▸ LIST OF TASKS
1: In the adoption blog post, swap "mommy" for "mom" and write out the passage starting at "So I have decided" and ending at "who have none.".
2: Write the next part of the adoption blog post, following on from its final sentence.

▸ PAGE EXCERPT
____________
So I have decided that even if its not easy, I will quit focussing on the negative things I cannot change. I will focuss on what an awesome God we have and all of the amazing ways He has comfirmed with us that we are on the right path and He will continue to provide for us thoughout this process. I will remember how blessed we are and how happy I am to be a mommy and what a wonderful family we have and how much we love each other. THAT is why we are doing this after all, because we wanted to share our family with children who have none.

Yes, there have been comments and suggestions that hurt. Telling a family member that you are adopting from Ukraine and having them respond with a "I wish you'd adopt one from here instead" still hurts. Having people email you about children they've "heard" about needing to be domestically adopted and telling you to email "this person here" and inquire about them, and then a few hours later emailing back and telling you that those kids already found a family really sucks. REALLY SUCKS. I cannot even go into how upset that made me. I take it as a lesson to always really THINK about how what I am saying to someone will make them feel, because it really really sucks to not be given that same consideration.
____________
▸ LISTED ENTRIES

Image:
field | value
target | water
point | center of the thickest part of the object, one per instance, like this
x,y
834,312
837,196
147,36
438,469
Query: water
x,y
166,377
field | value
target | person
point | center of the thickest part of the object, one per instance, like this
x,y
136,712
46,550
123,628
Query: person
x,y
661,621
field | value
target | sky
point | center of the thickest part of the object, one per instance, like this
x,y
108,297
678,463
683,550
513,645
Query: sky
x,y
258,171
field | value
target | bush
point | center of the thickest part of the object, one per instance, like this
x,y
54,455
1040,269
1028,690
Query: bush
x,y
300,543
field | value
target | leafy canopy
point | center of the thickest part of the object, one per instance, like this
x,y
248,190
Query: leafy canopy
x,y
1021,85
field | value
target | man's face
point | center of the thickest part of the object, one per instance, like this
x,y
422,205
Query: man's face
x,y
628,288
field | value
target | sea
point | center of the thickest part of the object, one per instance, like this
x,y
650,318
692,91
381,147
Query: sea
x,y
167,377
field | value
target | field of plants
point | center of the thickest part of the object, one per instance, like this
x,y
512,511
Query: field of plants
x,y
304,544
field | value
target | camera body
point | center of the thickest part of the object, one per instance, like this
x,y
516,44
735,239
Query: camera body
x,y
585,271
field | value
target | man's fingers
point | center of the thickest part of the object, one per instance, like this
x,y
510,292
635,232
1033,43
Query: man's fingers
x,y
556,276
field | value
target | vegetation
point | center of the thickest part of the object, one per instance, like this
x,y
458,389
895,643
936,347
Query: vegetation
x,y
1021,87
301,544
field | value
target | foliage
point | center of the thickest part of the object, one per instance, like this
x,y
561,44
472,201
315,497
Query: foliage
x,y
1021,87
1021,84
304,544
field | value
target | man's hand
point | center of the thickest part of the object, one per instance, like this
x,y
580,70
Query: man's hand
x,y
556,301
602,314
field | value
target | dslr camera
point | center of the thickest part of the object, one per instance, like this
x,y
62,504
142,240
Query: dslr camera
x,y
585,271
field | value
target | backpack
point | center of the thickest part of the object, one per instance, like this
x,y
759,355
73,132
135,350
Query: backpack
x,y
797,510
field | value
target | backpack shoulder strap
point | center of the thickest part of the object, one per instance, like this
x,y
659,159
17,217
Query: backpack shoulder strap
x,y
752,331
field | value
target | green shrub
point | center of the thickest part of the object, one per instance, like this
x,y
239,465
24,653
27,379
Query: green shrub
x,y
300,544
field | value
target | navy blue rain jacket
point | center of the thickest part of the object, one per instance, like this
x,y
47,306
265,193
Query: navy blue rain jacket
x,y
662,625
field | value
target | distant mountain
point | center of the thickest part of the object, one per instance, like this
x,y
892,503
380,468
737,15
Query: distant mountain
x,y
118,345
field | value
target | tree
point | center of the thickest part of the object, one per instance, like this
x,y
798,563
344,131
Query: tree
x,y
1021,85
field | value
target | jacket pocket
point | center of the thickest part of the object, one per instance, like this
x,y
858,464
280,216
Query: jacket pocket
____________
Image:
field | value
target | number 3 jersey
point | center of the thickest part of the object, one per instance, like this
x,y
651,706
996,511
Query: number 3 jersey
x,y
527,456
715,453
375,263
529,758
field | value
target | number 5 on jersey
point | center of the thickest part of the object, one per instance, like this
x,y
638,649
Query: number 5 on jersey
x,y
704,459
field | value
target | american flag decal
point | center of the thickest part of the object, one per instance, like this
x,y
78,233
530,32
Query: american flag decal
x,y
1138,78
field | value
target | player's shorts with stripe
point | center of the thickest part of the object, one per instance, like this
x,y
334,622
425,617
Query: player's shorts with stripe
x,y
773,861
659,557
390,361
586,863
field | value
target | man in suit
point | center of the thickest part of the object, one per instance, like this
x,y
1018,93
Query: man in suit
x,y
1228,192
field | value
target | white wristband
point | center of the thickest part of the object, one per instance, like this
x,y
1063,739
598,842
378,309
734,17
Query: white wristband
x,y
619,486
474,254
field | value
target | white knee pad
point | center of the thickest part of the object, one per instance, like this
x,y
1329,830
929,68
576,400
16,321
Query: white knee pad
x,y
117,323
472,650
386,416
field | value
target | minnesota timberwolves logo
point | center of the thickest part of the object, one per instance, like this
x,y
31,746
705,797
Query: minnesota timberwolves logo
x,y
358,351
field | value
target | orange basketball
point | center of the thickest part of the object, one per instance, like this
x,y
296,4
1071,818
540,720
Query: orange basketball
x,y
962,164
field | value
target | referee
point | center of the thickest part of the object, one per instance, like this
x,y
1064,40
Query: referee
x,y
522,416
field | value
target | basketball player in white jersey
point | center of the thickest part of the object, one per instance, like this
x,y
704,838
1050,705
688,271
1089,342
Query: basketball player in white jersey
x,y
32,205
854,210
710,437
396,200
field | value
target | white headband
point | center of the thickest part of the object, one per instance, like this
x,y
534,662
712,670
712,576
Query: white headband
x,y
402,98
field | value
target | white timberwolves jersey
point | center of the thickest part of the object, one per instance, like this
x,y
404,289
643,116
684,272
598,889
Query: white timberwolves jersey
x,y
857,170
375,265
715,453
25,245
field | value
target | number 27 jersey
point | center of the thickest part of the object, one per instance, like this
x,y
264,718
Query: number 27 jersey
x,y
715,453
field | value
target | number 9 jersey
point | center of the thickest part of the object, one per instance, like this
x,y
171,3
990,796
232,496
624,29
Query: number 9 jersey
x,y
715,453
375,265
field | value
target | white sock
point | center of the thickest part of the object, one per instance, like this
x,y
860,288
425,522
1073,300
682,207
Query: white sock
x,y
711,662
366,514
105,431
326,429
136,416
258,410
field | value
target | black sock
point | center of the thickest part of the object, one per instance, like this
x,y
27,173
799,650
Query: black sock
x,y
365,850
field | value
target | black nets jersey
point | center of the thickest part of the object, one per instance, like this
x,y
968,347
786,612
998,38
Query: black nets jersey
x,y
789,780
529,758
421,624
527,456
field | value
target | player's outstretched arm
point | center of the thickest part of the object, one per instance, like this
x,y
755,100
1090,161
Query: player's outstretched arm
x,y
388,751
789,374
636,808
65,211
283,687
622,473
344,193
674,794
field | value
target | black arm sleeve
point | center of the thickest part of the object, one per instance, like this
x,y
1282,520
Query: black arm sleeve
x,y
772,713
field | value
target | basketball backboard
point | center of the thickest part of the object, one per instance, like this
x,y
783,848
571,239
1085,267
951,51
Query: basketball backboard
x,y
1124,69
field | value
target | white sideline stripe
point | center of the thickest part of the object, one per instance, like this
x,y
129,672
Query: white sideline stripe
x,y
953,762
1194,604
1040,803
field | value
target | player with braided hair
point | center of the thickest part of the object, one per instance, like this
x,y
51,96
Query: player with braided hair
____________
▸ FINAL RESULTS
1:
So I have decided that even if its not easy, I will quit focussing on the negative things I cannot change. I will focuss on what an awesome God we have and all of the amazing ways He has comfirmed with us that we are on the right path and He will continue to provide for us thoughout this process. I will remember how blessed we are and how happy I am to be a mom and what a wonderful family we have and how much we love each other. THAT is why we are doing this after all, because we wanted to share our family with children who have none.

2:
I think many comments originate from ignorance. Christians are called to orphan care. James 1:27 TELLS Christians to care for orphans and widows. Not everyone is called to adopt, but if you call yourself a Christian and you want to live out pure and undefiled religion, that verse is directed at YOU. There are so many more ways to care for orphans than to adopt. In fact I've seen the statistic that says that if only 7% of people who say they are Christians adopted just ONE orphan, there wouldn't be anymore. That is less than 1 in 10 so the other 9 in 10 Christians can be caring for orphans in other ways besides adopting. So if someone tells me that they are adopting from Liberia, or Bulgaria, or adopting domestically; I will be happy for them! A child without a family is a child in need of a family no matter where they are. God calls each of us where WE are most needed. Not where John or Sue or Dave are needed. Where WE are needed.

We have been called to Ukraine.
End.of.story.


So with all of that off my chest, maybe now I can concentrate on tomorrow being only ONE WEEK from our submission day!! Phillip and I are so excited to think that we might be in Ukraine by late next month :) We have seen God prepare the way for us to go and we have complete faith that God has not brought us this far to fail. There is a child (or children) in Ukraine that He has chosen us to be parents for and we are SO excited to find them!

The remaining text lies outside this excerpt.